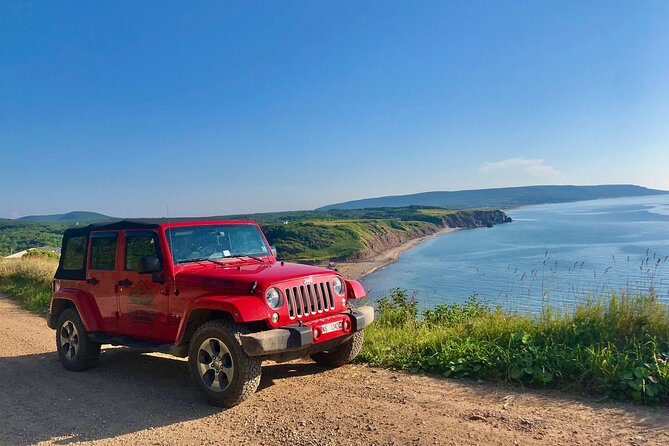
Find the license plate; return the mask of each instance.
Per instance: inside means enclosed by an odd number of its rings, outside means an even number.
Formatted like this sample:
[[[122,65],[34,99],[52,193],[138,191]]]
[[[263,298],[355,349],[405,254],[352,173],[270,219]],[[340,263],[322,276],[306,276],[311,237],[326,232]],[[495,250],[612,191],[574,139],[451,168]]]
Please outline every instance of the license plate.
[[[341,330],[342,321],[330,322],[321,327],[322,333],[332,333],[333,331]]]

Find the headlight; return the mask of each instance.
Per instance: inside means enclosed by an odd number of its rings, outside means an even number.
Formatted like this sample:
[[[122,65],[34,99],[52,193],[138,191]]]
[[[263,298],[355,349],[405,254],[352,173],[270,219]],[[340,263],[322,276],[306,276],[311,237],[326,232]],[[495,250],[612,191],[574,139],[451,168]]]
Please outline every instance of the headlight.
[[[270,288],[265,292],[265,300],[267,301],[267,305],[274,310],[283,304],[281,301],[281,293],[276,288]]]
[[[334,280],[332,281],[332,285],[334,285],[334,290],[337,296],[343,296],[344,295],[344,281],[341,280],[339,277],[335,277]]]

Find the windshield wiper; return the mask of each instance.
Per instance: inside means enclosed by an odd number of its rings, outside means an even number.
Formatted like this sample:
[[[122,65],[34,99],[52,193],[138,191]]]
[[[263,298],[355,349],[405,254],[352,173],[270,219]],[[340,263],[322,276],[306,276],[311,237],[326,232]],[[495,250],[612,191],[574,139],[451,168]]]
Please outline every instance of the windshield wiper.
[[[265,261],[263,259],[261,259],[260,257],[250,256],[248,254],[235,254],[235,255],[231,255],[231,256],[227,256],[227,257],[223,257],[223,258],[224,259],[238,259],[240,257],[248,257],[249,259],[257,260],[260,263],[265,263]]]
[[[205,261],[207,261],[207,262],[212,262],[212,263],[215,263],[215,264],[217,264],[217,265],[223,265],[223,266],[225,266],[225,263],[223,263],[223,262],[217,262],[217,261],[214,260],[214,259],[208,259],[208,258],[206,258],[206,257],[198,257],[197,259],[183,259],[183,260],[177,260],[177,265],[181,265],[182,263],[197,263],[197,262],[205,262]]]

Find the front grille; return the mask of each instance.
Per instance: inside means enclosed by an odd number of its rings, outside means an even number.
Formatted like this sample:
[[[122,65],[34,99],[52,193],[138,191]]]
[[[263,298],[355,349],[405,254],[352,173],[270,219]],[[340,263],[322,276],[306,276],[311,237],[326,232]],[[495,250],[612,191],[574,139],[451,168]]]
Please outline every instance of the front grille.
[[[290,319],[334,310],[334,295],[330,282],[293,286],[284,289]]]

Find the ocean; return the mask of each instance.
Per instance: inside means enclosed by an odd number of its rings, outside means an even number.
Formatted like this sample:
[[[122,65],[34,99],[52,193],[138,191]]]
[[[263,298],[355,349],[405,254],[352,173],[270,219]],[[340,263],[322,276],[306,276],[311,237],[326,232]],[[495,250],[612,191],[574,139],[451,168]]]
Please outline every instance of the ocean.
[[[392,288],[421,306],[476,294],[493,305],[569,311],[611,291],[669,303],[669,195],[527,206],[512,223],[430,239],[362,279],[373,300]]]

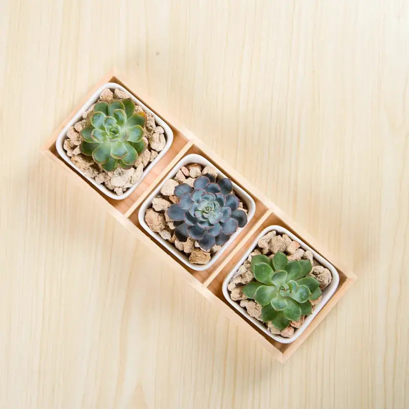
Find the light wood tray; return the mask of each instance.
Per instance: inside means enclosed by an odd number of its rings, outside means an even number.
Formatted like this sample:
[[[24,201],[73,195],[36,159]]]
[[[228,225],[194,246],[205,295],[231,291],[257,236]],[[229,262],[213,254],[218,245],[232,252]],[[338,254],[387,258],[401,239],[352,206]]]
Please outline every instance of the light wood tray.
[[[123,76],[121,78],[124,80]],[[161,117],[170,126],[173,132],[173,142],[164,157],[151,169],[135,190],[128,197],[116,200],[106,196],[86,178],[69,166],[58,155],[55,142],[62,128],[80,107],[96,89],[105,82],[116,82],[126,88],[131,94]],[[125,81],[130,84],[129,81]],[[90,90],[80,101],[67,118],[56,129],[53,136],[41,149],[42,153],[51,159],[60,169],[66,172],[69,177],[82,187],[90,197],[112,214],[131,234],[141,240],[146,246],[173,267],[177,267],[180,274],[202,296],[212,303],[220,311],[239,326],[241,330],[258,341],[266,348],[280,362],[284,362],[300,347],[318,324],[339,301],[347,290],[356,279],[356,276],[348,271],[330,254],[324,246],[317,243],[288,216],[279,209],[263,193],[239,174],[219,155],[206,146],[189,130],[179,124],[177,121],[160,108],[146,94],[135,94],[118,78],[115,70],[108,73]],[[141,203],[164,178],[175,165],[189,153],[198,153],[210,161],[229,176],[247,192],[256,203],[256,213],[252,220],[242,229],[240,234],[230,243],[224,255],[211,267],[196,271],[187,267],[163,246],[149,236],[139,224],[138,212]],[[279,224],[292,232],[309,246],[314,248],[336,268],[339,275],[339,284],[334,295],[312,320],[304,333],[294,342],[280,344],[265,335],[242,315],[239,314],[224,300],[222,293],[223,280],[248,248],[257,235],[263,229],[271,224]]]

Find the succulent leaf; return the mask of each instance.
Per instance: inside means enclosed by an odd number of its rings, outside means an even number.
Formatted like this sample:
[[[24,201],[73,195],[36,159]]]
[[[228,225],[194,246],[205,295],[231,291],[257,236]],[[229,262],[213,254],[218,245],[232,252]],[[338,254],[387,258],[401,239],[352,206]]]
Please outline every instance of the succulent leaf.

= = =

**Cosa fare**
Trasforma tutte le righe qui sopra in una tabella Markdown con le colonne «n» e «Riga», saltando quelle vuote. Lascia fuori le immagini.

**Risultato**
| n | Riga |
|---|---|
| 1 | Find the license plate; return the mask of each instance. |
| 2 | Per instance: inside means enclosed by an odd number of its rings, outside means an even number. |
| 3 | Formatted like this sample: |
| 4 | [[[122,65],[34,99],[52,193],[138,191]]] |
| 5 | [[[263,298],[355,349],[405,254],[352,173],[270,219]],[[340,263],[322,276],[306,276],[311,237],[326,232]],[[495,250],[612,191],[574,139],[451,168]]] |
| 6 | Please outline every instance of the license plate. |
| 7 | [[[341,330],[342,321],[330,322],[321,327],[322,333],[332,333],[333,331]]] |
| 8 | Find the headlight; return the mask of each instance. |
| 9 | Per instance: inside means enclosed by an odd number of its rings, outside means an even number. |
| 10 | Formatted like this sample: |
| 11 | [[[122,65],[34,99],[52,193],[138,191]]] |
| 12 | [[[263,298],[355,349],[405,254],[352,173],[270,219]],[[340,263],[322,276],[306,276],[311,237],[326,232]],[[495,250],[612,191],[574,139],[451,168]]] |
| 13 | Please outline every instance of the headlight. |
| 14 | [[[270,288],[265,292],[265,300],[267,301],[267,305],[274,310],[283,304],[281,301],[281,293],[276,288]]] |
| 15 | [[[334,280],[332,281],[332,285],[334,285],[334,290],[337,296],[343,296],[344,295],[344,281],[341,280],[339,277],[335,277]]] |
| 16 | Find the windshield wiper; return the mask of each instance. |
| 17 | Per instance: inside means enclosed by an odd number of its rings, outside means an even number. |
| 18 | Formatted like this sample: |
| 19 | [[[122,65],[34,99],[52,193],[138,191]]] |
| 20 | [[[263,298],[355,349],[405,254],[352,173],[270,219]],[[340,263],[322,276],[306,276],[311,237],[326,232]],[[495,250],[612,191],[574,139],[451,168]]] |
| 21 | Please outline every instance of the windshield wiper. |
| 22 | [[[265,261],[263,259],[261,259],[260,257],[250,256],[248,254],[235,254],[235,255],[231,255],[231,256],[227,256],[227,257],[223,257],[223,258],[224,259],[238,259],[240,257],[248,257],[249,259],[257,260],[260,263],[265,263]]] |
| 23 | [[[205,261],[207,261],[207,262],[212,262],[212,263],[215,263],[215,264],[217,264],[217,265],[223,265],[223,266],[225,266],[225,263],[223,263],[223,262],[217,262],[217,261],[214,260],[214,259],[208,259],[208,258],[206,258],[206,257],[198,257],[197,259],[183,259],[183,260],[177,260],[177,265],[181,265],[182,263],[197,263],[197,262],[205,262]]] |
| 24 | Find the front grille; return the mask of each instance. |
| 25 | Per instance: inside means enclosed by an odd number of its rings, outside means an even number. |
| 26 | Formatted like this sample: |
| 27 | [[[122,65],[34,99],[52,193],[138,191]]] |
| 28 | [[[263,298],[355,349],[405,254],[352,173],[270,219]],[[340,263],[322,276],[306,276],[311,237],[326,232]],[[495,250],[612,191],[574,139],[451,168]]] |
| 29 | Please outline every instance of the front grille. |
| 30 | [[[290,319],[334,310],[334,295],[330,282],[293,286],[284,289]]] |
| 31 | Find the ocean; return the mask of each instance. |
| 32 | Per instance: inside means enclosed by an odd number of its rings, outside means an even number. |
| 33 | Formatted like this sample: |
| 34 | [[[122,65],[34,99],[52,193],[138,191]]] |
| 35 | [[[263,298],[355,349],[405,254],[352,173],[270,219]],[[340,263],[322,276],[306,276],[311,237],[326,232]],[[495,250],[612,191],[574,139],[451,168]]] |
| 36 | Please outline every instance of the ocean. |
| 37 | [[[392,288],[421,306],[476,294],[493,305],[569,311],[611,291],[669,303],[669,195],[527,206],[512,223],[430,239],[362,279],[373,300]]] |
| 38 | Find the light wood tray; return the mask of each instance. |
| 39 | Per instance: inside means enclosed by an odd number of its rings, outside means an even number. |
| 40 | Formatted like this sample: |
| 41 | [[[24,201],[73,195],[36,159]]] |
| 42 | [[[228,225],[194,246],[205,295],[231,291],[257,236]],[[229,262],[213,254],[218,245],[232,252]],[[338,254],[387,258],[401,239],[352,206]]] |
| 43 | Please outline every instance of the light wood tray. |
| 44 | [[[123,76],[121,78],[124,80]],[[161,117],[170,126],[173,132],[173,142],[164,157],[151,169],[135,190],[128,197],[116,200],[106,196],[86,178],[69,166],[58,155],[55,142],[62,128],[80,107],[96,89],[105,82],[116,82],[126,88],[131,94]],[[125,81],[130,84],[129,81]],[[90,90],[80,101],[67,118],[56,129],[53,136],[41,149],[42,153],[51,159],[60,169],[66,172],[69,177],[82,187],[90,197],[112,214],[131,234],[141,240],[146,246],[173,267],[177,267],[180,274],[202,296],[212,303],[220,311],[239,326],[241,330],[258,341],[266,348],[280,362],[284,362],[300,347],[318,324],[339,301],[347,290],[356,279],[356,276],[348,271],[330,254],[324,246],[317,243],[288,216],[279,209],[263,193],[239,174],[219,155],[206,146],[189,130],[179,124],[177,121],[160,108],[146,94],[135,94],[118,78],[115,70],[108,73]],[[141,203],[164,178],[175,165],[189,153],[198,153],[210,161],[229,176],[247,192],[256,203],[256,213],[252,220],[242,229],[240,234],[230,243],[224,255],[211,267],[196,271],[187,267],[163,246],[149,236],[139,224],[138,212]],[[279,224],[292,232],[309,246],[314,248],[336,268],[339,275],[339,284],[334,295],[312,320],[304,333],[294,342],[280,344],[265,335],[242,315],[239,314],[224,300],[222,293],[223,280],[248,248],[257,235],[263,229],[271,224]]] |
| 45 | Find the succulent leaf; return the mask of each instance. |
| 46 | Per instance: inside means enclosed by an odd number of its rings, outside means an even number. |
| 47 | Formatted like this sample: |
| 48 | [[[24,201],[73,195],[36,159]]] |
| 49 | [[[228,225],[194,246],[205,295],[231,291],[257,236]],[[229,262],[213,254],[218,245],[232,252]],[[338,254],[387,258],[401,239],[352,206]]] |
| 50 | Please outline every instance of the succulent leaf. |